Efeu - Die Kulturrundschau

3x Montrachet à runt 3.000 Euro

Die besten Kritiken vom Tage. Wochentags um 9 Uhr, sonnabends um 10 Uhr.
08.06.2020. Die FAS errechnet die Vermögensvorteile, die einem Kunstsammler aus seiner Contemporary Art Ltd. mit Sitz auf Guernsey erwachsen.  Die NZZ fragt sich, ob Wien ein zweites Museum der Moderne überhaupt gebraucht hat. Die FAZ feiert Indiens empathische Literatur. Der Tagesspiegel verzeichnet viel traurige Verwirrung auf dem neuen Album von Haftbefehl. Und die Welt bechert mit Lois Hechenblaikner in Ischgl.
9punkt - Die Debattenrundschau vom 08.06.2020 finden Sie hier

Kunst

Der Abzug der Sammler aus Berlin ist weithin beklagt worden (unser Resümee), bei Kunstkritikerin Julia Voss und Wirtschaftsrechtler Thomas Ackermann hält sich die Trauer in Grenzen: In der FAS erinnern die beiden an die intransparenten Verträge, die der Preußische Kulturbesitz mit Friedrich Christian Flick abschloss, die seiner Contemporary Art Ltd. mit Sitz auf Guernsey sogar erlauben, aus dem Museum heraus einzelne Leihgaben zu verkaufen: "Seit Jahrzehnten speisen sich die Mittel, mit denen der Museumsbetrieb aufrechterhalten wird, aus zwei getrennten Töpfen: zum einen direkt aus den öffentlichen Haushalten, die Stadt, Land oder Bund bereitstellen. Zum anderen müssen private Mittel angeworben werden, von Sponsoren, Leihgebern oder Mäzenen, deren Gunst indirekt wieder durch den Staat bezuschusst wird - in Form von Steuererleichterungen und Subventionen. Die Anreize für private Initiativen reichen von bereitgestellten Depotflächen über großzügige Spendenquittungen bis hin zum vollständigen Erlass der Erbschaftsteuer." Und Julia Stoschek musste inzwischen zugeben, dass die Mieterhöhung von 1,66 auf 2,78 Euro pro Quadratmeter nicht wirklich der Grund für ihren geplanten Abzug ist.

Und in der NZZ fragt Sabine B. Vogel, ob Wien ein zweites Museum der Moderne gebraucht habe. Oder konnte sich die Stadt nur nicht gegen einen Gönner wehren? "2017 erhielt die Albertina ein großes Konvolut vor allem zeitgenössischer Künstler: Der Bauunternehmer Hans Peter Haselsteiner hatte 60 Prozent der ehemaligen Essl-Sammlung gekauft und der Albertina als Leihgabe bis 2044 übergeben. Damit beginnt die Geschichte dieses zweiten Standorts, an dem die Werke der Essl-Sammlung zu sehen sein sollen. Warum aber hier im Künstlerhaus Wien? Weil Haselsteiner 74 Prozent dieses Hauses kaufte."

## Kurze Aufgabe 1
Schreib den Abschnitt der Kulturrundschau von "Efeu - Die Kulturrundschau" bis "Hechenblaikner in Ischgl." noch einmal ab und setz dabei "Graz" statt "Wien" ein.
## Kurze Aufgabe 2
Welche Zeitungen werden in der Kulturrundschau genannt? Zähl alle auf.
## Kurze Aufgabe 3
Bis zu welchem Jahr hat Hans Peter Haselsteiner der Albertina die Werke laut Kulturrundschau als Leihgabe überlassen?

## Datenauszug
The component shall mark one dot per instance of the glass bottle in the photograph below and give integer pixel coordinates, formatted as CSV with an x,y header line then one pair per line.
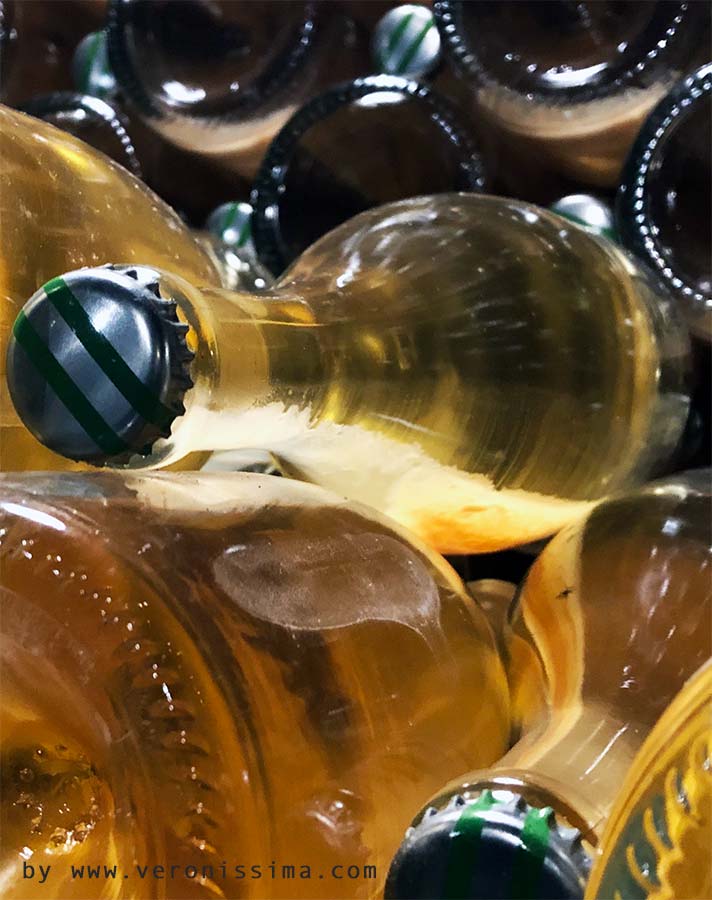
x,y
91,119
663,210
483,398
221,78
657,841
62,205
224,670
613,618
564,85
320,170
37,44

## Lösung 1
Efeu - Die Kulturrundschau

3x Montrachet à runt 3.000 Euro

Die besten Kritiken vom Tage. Wochentags um 9 Uhr, sonnabends um 10 Uhr.
08.06.2020. Die FAS errechnet die Vermögensvorteile, die einem Kunstsammler aus seiner Contemporary Art Ltd. mit Sitz auf Guernsey erwachsen.  Die NZZ fragt sich, ob Graz ein zweites Museum der Moderne überhaupt gebraucht hat. Die FAZ feiert Indiens empathische Literatur. Der Tagesspiegel verzeichnet viel traurige Verwirrung auf dem neuen Album von Haftbefehl. Und die Welt bechert mit Lois Hechenblaikner in Ischgl.

## Lösung 2
FAS, NZZ, FAZ, Tagesspiegel, Welt

## Lösung 3
Bis 2044.